* **Objective**
Make an exact copy of all the entries below, with the pictures left out.

* **Task input**
————

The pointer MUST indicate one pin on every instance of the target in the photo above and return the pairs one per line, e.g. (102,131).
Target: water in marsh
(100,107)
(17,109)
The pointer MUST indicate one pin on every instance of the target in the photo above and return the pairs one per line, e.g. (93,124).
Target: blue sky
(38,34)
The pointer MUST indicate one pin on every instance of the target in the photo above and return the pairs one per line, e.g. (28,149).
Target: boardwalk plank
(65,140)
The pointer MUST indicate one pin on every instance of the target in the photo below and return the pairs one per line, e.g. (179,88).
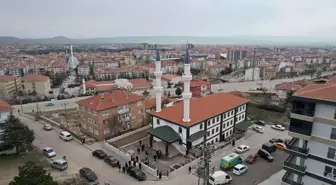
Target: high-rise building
(312,149)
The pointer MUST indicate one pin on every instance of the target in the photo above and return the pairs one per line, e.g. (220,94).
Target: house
(9,86)
(36,83)
(194,121)
(312,126)
(198,88)
(107,114)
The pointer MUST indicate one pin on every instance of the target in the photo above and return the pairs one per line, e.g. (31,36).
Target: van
(230,161)
(219,177)
(59,164)
(269,147)
(66,136)
(264,154)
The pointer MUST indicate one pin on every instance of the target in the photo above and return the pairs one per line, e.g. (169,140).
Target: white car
(239,169)
(278,127)
(49,152)
(66,136)
(242,148)
(258,129)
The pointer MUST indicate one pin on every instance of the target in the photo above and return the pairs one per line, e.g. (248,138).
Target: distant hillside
(239,40)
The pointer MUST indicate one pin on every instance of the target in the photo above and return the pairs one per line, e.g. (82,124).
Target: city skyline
(88,19)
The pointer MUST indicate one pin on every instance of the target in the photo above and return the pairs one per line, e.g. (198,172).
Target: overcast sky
(114,18)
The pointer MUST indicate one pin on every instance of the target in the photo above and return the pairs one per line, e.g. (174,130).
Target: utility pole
(253,63)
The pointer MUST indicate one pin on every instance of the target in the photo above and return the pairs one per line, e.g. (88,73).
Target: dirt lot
(9,164)
(265,115)
(130,139)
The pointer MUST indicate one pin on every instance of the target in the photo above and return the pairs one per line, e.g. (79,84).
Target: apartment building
(107,114)
(9,86)
(36,83)
(312,159)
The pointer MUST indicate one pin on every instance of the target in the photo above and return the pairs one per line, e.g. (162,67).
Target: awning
(165,133)
(197,135)
(244,125)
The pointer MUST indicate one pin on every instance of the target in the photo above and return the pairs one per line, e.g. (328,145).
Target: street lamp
(65,113)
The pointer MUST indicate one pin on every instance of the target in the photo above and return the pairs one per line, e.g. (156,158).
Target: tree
(32,174)
(17,134)
(178,91)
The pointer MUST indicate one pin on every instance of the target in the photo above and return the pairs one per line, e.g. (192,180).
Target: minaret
(84,87)
(158,88)
(186,78)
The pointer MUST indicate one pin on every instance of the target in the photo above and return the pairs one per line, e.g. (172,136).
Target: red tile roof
(35,78)
(6,78)
(288,87)
(201,108)
(141,82)
(109,100)
(5,107)
(318,91)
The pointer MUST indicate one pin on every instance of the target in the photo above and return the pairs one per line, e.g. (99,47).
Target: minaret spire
(186,89)
(158,74)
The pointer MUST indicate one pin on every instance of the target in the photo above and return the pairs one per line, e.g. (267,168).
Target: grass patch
(268,116)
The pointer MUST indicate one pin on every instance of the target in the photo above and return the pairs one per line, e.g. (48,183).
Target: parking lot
(261,169)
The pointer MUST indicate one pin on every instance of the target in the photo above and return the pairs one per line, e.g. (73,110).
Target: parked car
(260,122)
(100,154)
(280,146)
(49,152)
(276,140)
(47,127)
(266,155)
(88,174)
(239,169)
(270,148)
(66,136)
(112,161)
(59,164)
(278,127)
(242,148)
(50,104)
(136,173)
(258,129)
(252,158)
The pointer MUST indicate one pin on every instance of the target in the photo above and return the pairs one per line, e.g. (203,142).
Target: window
(105,112)
(331,153)
(333,133)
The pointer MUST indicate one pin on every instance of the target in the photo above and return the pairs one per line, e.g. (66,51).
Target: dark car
(276,140)
(136,173)
(264,154)
(112,161)
(99,154)
(88,174)
(252,158)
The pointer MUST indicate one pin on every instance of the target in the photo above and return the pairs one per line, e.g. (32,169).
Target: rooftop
(109,100)
(215,104)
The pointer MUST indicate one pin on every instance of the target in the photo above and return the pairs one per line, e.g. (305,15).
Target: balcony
(123,110)
(293,149)
(288,179)
(290,165)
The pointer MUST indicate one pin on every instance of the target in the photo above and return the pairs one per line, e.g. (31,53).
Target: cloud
(110,18)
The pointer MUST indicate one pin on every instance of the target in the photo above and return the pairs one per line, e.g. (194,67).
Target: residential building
(36,83)
(198,88)
(9,86)
(191,122)
(105,115)
(83,70)
(312,149)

————

* **The completed task**
The pointer MUST indicate one pin on every instance of the target in the photo above and return the pairs one per line, e.g. (102,131).
Target: water in marsh
(100,107)
(17,109)
The pointer MUST indicate one pin on every instance of the target in the photo above and return the pairs one per line, e.g. (93,124).
Target: blue sky
(38,34)
The pointer MUST indicate one pin on every instance of the target in the photo above and return the pairs one per line, e.g. (28,149).
Target: boardwalk plank
(65,140)
The pointer MUST indicate one pin on every instance of the target in the photo below and return the pairs one per line, e.g. (179,88).
Target: high-rise building
(312,149)
The pointer MUST indicate one pin on every instance of the target in the photo above and return the pairs one per line, e.g. (220,94).
Target: house
(9,86)
(36,83)
(194,121)
(312,126)
(198,88)
(107,114)
The pointer MUST indicate one pin on every instance of the target in the photo above and return the pairs one per line, e.g. (31,36).
Target: van
(230,161)
(219,177)
(59,164)
(269,147)
(66,136)
(264,154)
The pointer MUST indicate one pin on every instance of the target in the photo above and return the pairs one per line, e.g. (169,140).
Target: white car
(239,169)
(278,127)
(49,152)
(66,136)
(242,148)
(258,129)
The pointer MUST indicate one pin on every instance of the target in the photo above and return the pairs one per line, e.g. (248,138).
Target: distant hillside
(239,40)
The pointer MUST indicate one pin on every instance of the target in the photo above and return the pairs one per line, e.g. (82,124).
Target: city skyline
(88,19)
The pointer MUST indicate one pin on every instance of the target in the photo above and return the pairs one per line, e.g. (198,172).
Target: overcast sky
(114,18)
The pointer MUST indicate one pin on every instance of the target in the photo above and return the pairs one per line, e.g. (174,130).
Target: utility pole
(253,63)
The pointer MUST indicate one pin on every instance of the target in the photo above and return the pairs one per line, e.g. (88,73).
Target: dirt lot
(9,164)
(265,115)
(130,139)
The pointer MUST indicate one pin on every instance of the target in the photo above and return the pairs one per line, e.g. (79,84).
Target: apartment building
(107,114)
(9,86)
(36,83)
(312,159)
The pointer MUST indicate one pin on every instance of the target in the photo above and return the pairs one per line, e.g. (162,67).
Target: awning
(165,133)
(197,135)
(244,125)
The pointer MUST indicate one pin on every instance of the target in the photo above and return the pairs one per line, e.g. (328,145).
Target: street lamp
(65,113)
The pointer MUST indicate one pin on every instance of the target in the photo above and return the pairs one per line, e.g. (156,158).
Target: tree
(32,174)
(17,134)
(178,91)
The pointer MUST indicate one pin on every instance of the target in the photo above and return the pairs one per line, e.g. (192,180).
Target: minaret
(84,87)
(158,88)
(186,78)
The pointer MUST indicate one pin on every instance of the target in the photo above and return the pairs one per line, e.g. (172,136).
Target: red tile roof
(35,78)
(6,78)
(288,87)
(201,108)
(141,82)
(109,100)
(5,107)
(318,91)
The pointer MUST indicate one pin on every instance of the target in the photo above and return the pairs one per line, e.g. (99,47).
Target: minaret spire
(186,89)
(158,74)
The pointer MUST indicate one pin on every instance of the target in the photo above and return the pairs one per line, e.g. (267,168).
Target: grass patch
(268,116)
The pointer MUST indicate one pin on every instance of the target in the photo above and return the pairs one per line, e.g. (48,183).
Target: parking lot
(261,169)
The pointer MUST indicate one pin on every instance of the target in the photo above and return the pairs one per line, e.g. (73,110).
Target: parked car
(260,122)
(100,154)
(280,146)
(49,152)
(276,140)
(47,127)
(266,155)
(88,174)
(239,169)
(270,148)
(66,136)
(112,161)
(59,164)
(278,127)
(242,148)
(50,104)
(136,173)
(258,129)
(252,158)
The pointer MUST indicate one pin on every instance of the target in the photo above and return the pairs one per line, e.g. (203,142).
Target: window
(105,112)
(331,153)
(333,133)
The pointer MUST indicate one pin on every instance of the target in the photo above and return the pairs one per line, e.g. (66,51).
Target: dark car
(276,140)
(136,173)
(264,154)
(112,161)
(99,154)
(88,174)
(252,158)
The pointer MUST indicate one pin on every instance of the target in the photo above and return the pairs one per line, e.g. (32,169).
Target: rooftop
(109,100)
(215,104)
The pointer MUST indicate one pin on every instance of the target in the photo above and return the pairs one per line, e.g. (305,15).
Target: balcony
(123,110)
(293,149)
(288,179)
(290,165)
The pointer MUST indicate one pin on every instance of the target in the photo above and return the pairs one per line, e.g. (31,53).
Target: cloud
(110,18)
The pointer MUST indicate one pin on every instance of the target in the photo above and return the pairs one per line, e.g. (194,67).
Target: residential building
(36,83)
(198,88)
(9,86)
(191,122)
(105,115)
(83,70)
(312,149)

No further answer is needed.